# What the exercise asks:
Without the images, set down each entry exactly.

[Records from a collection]
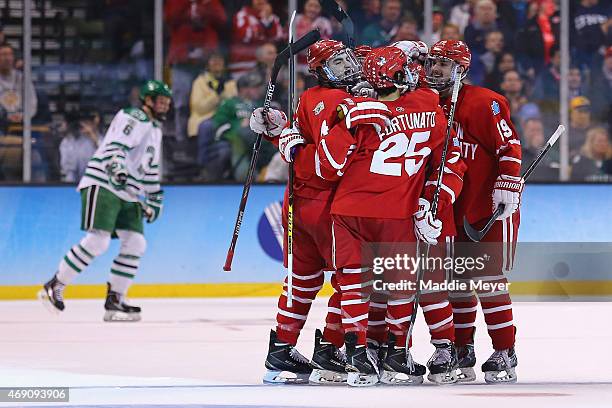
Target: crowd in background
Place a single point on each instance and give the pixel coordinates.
(219, 57)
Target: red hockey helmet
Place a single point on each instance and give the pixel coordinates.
(451, 54)
(333, 63)
(362, 51)
(387, 67)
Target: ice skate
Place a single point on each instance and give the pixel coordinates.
(442, 364)
(328, 362)
(399, 368)
(362, 364)
(284, 364)
(500, 367)
(466, 362)
(117, 310)
(52, 295)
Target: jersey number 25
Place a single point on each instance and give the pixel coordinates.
(396, 146)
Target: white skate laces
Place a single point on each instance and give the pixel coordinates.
(58, 291)
(442, 355)
(294, 354)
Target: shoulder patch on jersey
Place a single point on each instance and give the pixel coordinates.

# Finished task:
Target: crowd in background
Place a single point on each instance and give the pixel coordinates.
(219, 57)
Target: red hockey helmet
Place a single point on each instance and give the pixel coordinates.
(451, 54)
(333, 63)
(362, 51)
(387, 67)
Target: ice skate
Place a single point on each instance and give the pixel coordinates.
(442, 364)
(328, 362)
(399, 368)
(362, 364)
(284, 364)
(500, 367)
(466, 362)
(117, 310)
(52, 295)
Target: jersey number 25
Place a single point on each instance and give the pixel coordinates.
(396, 146)
Target: white skate laces
Place a single point on each instance and give the pixel coordinates.
(58, 291)
(442, 355)
(294, 354)
Target: shoulder patch on jersey
Place a single point on each instance and give the pixel coordinates.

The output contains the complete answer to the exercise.